# Directions for this task:
According to the film article, why did the press push to report the 1901 raid even though the government tried to hush it up?

- Spanish: El baile de los 41
- Directed by: David Pablos
- Written by: Monika Revilla
- Produced by: Pablo Cruz
- Starring: Alfonso Herrera
- Cinematography: Carolina Costa
- Production companies: Canana Films El Estudio Bananeira Filmes
- Release date: 1 November 2020 (Morelia);
- Running time: 99 minutes
- Country: Mexico
- Language: Spanish

= Dance of the 41 (film) =

Dance of the 41 (El baile de los 41) is a 2020 Mexican drama film directed by David Pablos, written by Monika Revilla and produced by Pablo Cruz and El Estudio. It portrays the events leading up to and around a 1901 party of gay men, half of whom were dressed in drag, known as the Dance of the Forty-One (El baile de los cuarenta y uno).

It stars Alfonso Herrera as Ignacio de la Torre y Mier, the gay son-in-law of then-president of Mexico Porfirio Díaz, Mabel Cadena as Amada Díaz, his illegitimate daughter, and Emiliano Zurita (son of Christian Bach) as Ignacio's fictional lover, Evaristo Rivas.

==Plot==
The film is based on the Dance of the Forty-One which was a society scandal in early 20th-century Mexico. The incident revolved around an illegal police raid carried out on 17 November 1901 in a private home in Mexico City. The scandal involved the group of men who attended, 19 of whom were dressed in women's clothing. Despite the government's efforts to hush the incident up, the press was keen to report the incident, since the participants belonged to the upper echelons of society (including the son-in-law of the incumbent President of Mexico). This scandal was unique in that it was the first time homosexuality was openly spoken about in the Mexican media and had a lasting impact on Mexican culture.

==Cast==
- Alfonso Herrera as Ignacio de la Torre y Mier
- Mabel Cadena as Amada Díaz
- Emiliano Zurita as Evaristo Rivas
- Fernando Becerril as Porfirio Díaz
- Paulina Álvarez Muñoz as Luz Díaz
- Alan Downie as the English butler

==Filming locations==
The movie was filmed in Mexico City and Guadalajara at the end of 2019. Some filming locations include the Rivas Mercado House, the bar La Opera in Mexico City's historic center and many of the exteriors were filmed in the streets of Guadalajara.

(Stored records)

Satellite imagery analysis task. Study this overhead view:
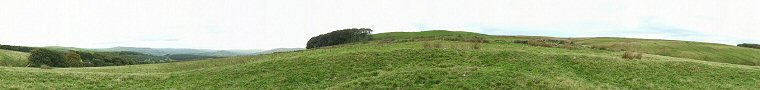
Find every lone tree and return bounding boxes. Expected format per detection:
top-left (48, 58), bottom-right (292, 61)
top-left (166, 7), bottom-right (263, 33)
top-left (306, 28), bottom-right (372, 49)
top-left (29, 49), bottom-right (68, 67)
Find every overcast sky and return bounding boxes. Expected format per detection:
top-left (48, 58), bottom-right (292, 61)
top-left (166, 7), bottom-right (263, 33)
top-left (0, 0), bottom-right (760, 49)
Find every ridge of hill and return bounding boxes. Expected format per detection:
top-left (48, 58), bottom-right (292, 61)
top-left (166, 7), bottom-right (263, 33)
top-left (0, 49), bottom-right (29, 67)
top-left (0, 31), bottom-right (760, 89)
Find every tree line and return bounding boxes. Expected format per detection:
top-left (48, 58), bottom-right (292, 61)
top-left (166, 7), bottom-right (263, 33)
top-left (28, 48), bottom-right (138, 67)
top-left (0, 44), bottom-right (34, 52)
top-left (306, 28), bottom-right (372, 49)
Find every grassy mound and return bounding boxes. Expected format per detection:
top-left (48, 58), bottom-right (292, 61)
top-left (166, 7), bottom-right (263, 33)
top-left (577, 38), bottom-right (760, 66)
top-left (0, 30), bottom-right (760, 89)
top-left (0, 49), bottom-right (29, 67)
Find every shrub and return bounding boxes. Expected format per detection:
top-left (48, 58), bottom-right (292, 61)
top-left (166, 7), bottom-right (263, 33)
top-left (513, 39), bottom-right (580, 49)
top-left (443, 35), bottom-right (490, 43)
top-left (470, 43), bottom-right (481, 49)
top-left (736, 43), bottom-right (760, 49)
top-left (623, 51), bottom-right (643, 59)
top-left (306, 28), bottom-right (372, 49)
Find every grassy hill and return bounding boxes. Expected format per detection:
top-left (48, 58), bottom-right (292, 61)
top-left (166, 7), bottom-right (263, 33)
top-left (0, 31), bottom-right (760, 89)
top-left (0, 49), bottom-right (29, 67)
top-left (575, 37), bottom-right (760, 66)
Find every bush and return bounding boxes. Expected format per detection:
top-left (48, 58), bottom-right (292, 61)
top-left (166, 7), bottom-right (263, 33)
top-left (623, 51), bottom-right (643, 59)
top-left (513, 39), bottom-right (580, 49)
top-left (306, 28), bottom-right (372, 49)
top-left (40, 65), bottom-right (53, 69)
top-left (443, 35), bottom-right (491, 43)
top-left (470, 43), bottom-right (481, 49)
top-left (736, 43), bottom-right (760, 49)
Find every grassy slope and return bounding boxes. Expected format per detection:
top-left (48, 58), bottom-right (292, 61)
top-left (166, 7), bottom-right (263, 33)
top-left (0, 49), bottom-right (29, 67)
top-left (0, 32), bottom-right (760, 89)
top-left (577, 38), bottom-right (760, 66)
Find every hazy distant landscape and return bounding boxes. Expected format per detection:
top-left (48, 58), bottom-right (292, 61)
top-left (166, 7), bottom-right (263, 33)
top-left (0, 0), bottom-right (760, 90)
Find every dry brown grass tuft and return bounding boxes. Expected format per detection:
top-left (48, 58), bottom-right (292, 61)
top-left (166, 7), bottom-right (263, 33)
top-left (623, 51), bottom-right (643, 59)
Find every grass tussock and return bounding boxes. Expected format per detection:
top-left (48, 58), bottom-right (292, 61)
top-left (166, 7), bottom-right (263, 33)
top-left (514, 39), bottom-right (581, 49)
top-left (623, 51), bottom-right (644, 59)
top-left (422, 42), bottom-right (443, 49)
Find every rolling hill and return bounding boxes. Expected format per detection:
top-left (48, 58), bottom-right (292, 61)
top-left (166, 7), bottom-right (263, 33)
top-left (0, 30), bottom-right (760, 89)
top-left (96, 47), bottom-right (263, 57)
top-left (0, 49), bottom-right (29, 67)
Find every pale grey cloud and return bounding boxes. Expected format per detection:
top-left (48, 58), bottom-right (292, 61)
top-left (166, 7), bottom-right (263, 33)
top-left (0, 0), bottom-right (760, 49)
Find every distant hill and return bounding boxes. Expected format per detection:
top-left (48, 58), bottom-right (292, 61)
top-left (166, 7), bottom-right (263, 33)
top-left (0, 31), bottom-right (760, 90)
top-left (96, 47), bottom-right (215, 56)
top-left (96, 47), bottom-right (263, 57)
top-left (250, 48), bottom-right (306, 55)
top-left (0, 49), bottom-right (29, 67)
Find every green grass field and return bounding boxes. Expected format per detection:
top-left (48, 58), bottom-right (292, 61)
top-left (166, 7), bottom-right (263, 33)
top-left (0, 49), bottom-right (29, 67)
top-left (0, 31), bottom-right (760, 90)
top-left (577, 38), bottom-right (760, 66)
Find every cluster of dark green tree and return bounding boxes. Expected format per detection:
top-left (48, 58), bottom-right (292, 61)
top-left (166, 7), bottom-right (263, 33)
top-left (306, 28), bottom-right (372, 49)
top-left (29, 48), bottom-right (163, 67)
top-left (0, 45), bottom-right (34, 52)
top-left (736, 43), bottom-right (760, 49)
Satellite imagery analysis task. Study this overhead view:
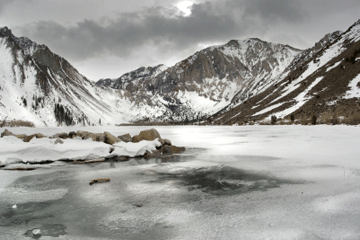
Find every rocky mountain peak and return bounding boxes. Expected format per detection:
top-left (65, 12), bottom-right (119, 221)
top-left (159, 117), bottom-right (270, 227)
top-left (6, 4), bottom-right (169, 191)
top-left (314, 31), bottom-right (343, 51)
top-left (0, 27), bottom-right (12, 37)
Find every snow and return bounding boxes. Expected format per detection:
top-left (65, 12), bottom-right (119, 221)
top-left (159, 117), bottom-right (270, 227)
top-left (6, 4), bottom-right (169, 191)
top-left (326, 61), bottom-right (341, 72)
top-left (274, 77), bottom-right (324, 118)
top-left (0, 136), bottom-right (161, 167)
top-left (254, 103), bottom-right (284, 116)
top-left (344, 74), bottom-right (360, 99)
top-left (0, 126), bottom-right (360, 240)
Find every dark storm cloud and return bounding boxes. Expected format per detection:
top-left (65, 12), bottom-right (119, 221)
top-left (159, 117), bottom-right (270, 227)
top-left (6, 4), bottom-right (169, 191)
top-left (16, 0), bottom-right (360, 60)
top-left (16, 0), bottom-right (303, 60)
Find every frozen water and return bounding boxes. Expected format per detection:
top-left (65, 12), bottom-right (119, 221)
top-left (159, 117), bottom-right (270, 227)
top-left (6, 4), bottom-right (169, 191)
top-left (0, 126), bottom-right (360, 240)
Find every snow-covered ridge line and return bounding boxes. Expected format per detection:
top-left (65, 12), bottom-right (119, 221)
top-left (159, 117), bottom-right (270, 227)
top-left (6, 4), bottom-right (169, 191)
top-left (0, 129), bottom-right (185, 169)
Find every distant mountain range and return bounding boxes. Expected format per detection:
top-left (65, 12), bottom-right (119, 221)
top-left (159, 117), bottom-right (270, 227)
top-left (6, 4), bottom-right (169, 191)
top-left (0, 21), bottom-right (360, 126)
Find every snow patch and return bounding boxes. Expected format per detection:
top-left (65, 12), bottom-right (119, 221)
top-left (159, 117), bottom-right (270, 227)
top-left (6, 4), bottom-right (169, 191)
top-left (344, 74), bottom-right (360, 99)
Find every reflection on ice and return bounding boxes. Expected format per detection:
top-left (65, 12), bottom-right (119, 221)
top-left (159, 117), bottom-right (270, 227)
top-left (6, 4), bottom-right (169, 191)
top-left (0, 126), bottom-right (360, 240)
top-left (153, 166), bottom-right (294, 195)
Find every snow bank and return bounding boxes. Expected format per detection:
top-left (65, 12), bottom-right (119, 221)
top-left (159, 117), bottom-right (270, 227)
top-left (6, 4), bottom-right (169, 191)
top-left (0, 136), bottom-right (161, 165)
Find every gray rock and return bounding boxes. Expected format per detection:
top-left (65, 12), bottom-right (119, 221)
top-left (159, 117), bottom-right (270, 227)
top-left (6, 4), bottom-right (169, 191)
top-left (104, 132), bottom-right (120, 145)
top-left (118, 134), bottom-right (132, 142)
top-left (132, 128), bottom-right (161, 143)
top-left (54, 138), bottom-right (64, 144)
top-left (1, 129), bottom-right (14, 137)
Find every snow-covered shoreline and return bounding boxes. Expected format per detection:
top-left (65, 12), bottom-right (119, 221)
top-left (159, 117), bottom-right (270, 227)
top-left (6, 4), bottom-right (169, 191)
top-left (0, 126), bottom-right (360, 240)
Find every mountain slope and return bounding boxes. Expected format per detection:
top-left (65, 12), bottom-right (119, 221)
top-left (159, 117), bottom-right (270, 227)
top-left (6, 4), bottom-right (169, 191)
top-left (0, 27), bottom-right (143, 126)
top-left (97, 39), bottom-right (301, 121)
top-left (211, 21), bottom-right (360, 124)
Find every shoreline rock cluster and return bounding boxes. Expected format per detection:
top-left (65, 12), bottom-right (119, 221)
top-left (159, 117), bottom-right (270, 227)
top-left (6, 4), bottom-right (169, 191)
top-left (1, 128), bottom-right (185, 168)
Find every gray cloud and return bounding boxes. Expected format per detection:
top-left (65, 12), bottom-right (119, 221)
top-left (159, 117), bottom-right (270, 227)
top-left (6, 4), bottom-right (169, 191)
top-left (10, 0), bottom-right (360, 79)
top-left (20, 0), bottom-right (310, 60)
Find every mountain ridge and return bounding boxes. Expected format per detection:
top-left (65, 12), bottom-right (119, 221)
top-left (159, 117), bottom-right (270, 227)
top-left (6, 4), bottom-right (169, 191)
top-left (0, 20), bottom-right (360, 126)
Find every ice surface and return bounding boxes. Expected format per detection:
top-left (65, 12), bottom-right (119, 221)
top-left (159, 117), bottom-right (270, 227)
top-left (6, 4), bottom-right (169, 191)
top-left (0, 136), bottom-right (161, 165)
top-left (344, 74), bottom-right (360, 99)
top-left (0, 125), bottom-right (360, 240)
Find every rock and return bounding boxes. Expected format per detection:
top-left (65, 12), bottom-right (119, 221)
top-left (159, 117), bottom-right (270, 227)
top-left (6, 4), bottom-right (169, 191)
top-left (144, 150), bottom-right (161, 159)
top-left (89, 178), bottom-right (110, 185)
top-left (104, 132), bottom-right (120, 145)
top-left (162, 145), bottom-right (185, 154)
top-left (87, 133), bottom-right (104, 142)
top-left (162, 139), bottom-right (172, 146)
top-left (132, 128), bottom-right (161, 143)
top-left (24, 134), bottom-right (36, 142)
top-left (118, 134), bottom-right (132, 142)
top-left (69, 131), bottom-right (77, 138)
top-left (54, 138), bottom-right (64, 144)
top-left (15, 134), bottom-right (26, 140)
top-left (1, 129), bottom-right (14, 137)
top-left (95, 134), bottom-right (105, 142)
top-left (76, 131), bottom-right (94, 140)
top-left (53, 132), bottom-right (69, 139)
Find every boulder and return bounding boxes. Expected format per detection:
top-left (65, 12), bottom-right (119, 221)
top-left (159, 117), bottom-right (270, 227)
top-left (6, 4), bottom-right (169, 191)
top-left (90, 133), bottom-right (105, 142)
top-left (53, 132), bottom-right (69, 139)
top-left (22, 133), bottom-right (46, 142)
top-left (24, 134), bottom-right (36, 142)
top-left (1, 129), bottom-right (14, 137)
top-left (132, 128), bottom-right (161, 143)
top-left (162, 145), bottom-right (185, 154)
top-left (104, 132), bottom-right (120, 145)
top-left (69, 131), bottom-right (77, 138)
top-left (118, 134), bottom-right (132, 142)
top-left (15, 134), bottom-right (26, 140)
top-left (35, 133), bottom-right (46, 138)
top-left (54, 138), bottom-right (64, 144)
top-left (89, 178), bottom-right (110, 185)
top-left (144, 150), bottom-right (161, 159)
top-left (76, 131), bottom-right (94, 140)
top-left (161, 139), bottom-right (172, 146)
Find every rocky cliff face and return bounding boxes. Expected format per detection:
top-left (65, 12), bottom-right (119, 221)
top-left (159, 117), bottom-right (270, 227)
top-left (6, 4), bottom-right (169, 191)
top-left (97, 39), bottom-right (301, 124)
top-left (209, 21), bottom-right (360, 124)
top-left (0, 27), bottom-right (138, 126)
top-left (0, 18), bottom-right (360, 126)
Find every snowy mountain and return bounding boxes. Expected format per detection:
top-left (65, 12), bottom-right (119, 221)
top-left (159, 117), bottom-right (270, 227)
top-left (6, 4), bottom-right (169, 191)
top-left (209, 21), bottom-right (360, 124)
top-left (96, 39), bottom-right (301, 121)
top-left (0, 27), bottom-right (166, 126)
top-left (0, 18), bottom-right (360, 126)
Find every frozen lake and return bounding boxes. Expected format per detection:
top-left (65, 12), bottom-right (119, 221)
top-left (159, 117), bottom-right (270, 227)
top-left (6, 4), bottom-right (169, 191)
top-left (0, 126), bottom-right (360, 240)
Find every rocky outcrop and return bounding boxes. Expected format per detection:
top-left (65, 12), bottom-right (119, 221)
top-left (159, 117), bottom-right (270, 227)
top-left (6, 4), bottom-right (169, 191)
top-left (1, 128), bottom-right (185, 164)
top-left (132, 128), bottom-right (161, 143)
top-left (1, 129), bottom-right (14, 137)
top-left (1, 129), bottom-right (46, 142)
top-left (104, 132), bottom-right (120, 145)
top-left (118, 134), bottom-right (132, 142)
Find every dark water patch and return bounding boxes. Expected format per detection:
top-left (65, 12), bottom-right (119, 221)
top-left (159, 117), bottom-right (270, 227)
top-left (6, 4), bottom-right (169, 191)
top-left (156, 166), bottom-right (298, 195)
top-left (0, 201), bottom-right (54, 226)
top-left (24, 224), bottom-right (66, 239)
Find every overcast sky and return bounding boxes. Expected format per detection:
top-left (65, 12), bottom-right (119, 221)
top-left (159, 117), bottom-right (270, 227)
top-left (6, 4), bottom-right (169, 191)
top-left (0, 0), bottom-right (360, 80)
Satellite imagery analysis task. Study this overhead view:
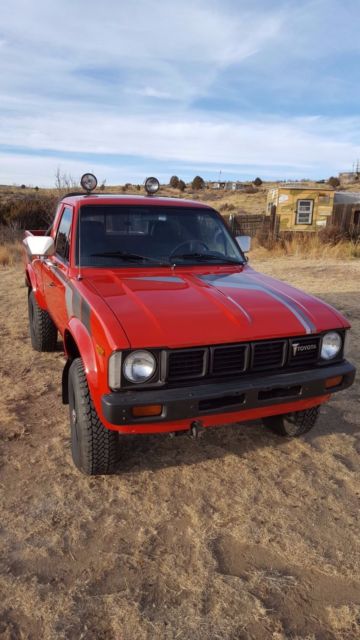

# Result of the exercise:
The press was eager to cover the raid because the men involved belonged to the upper echelons of society. Among them was the son-in-law of the sitting President of Mexico.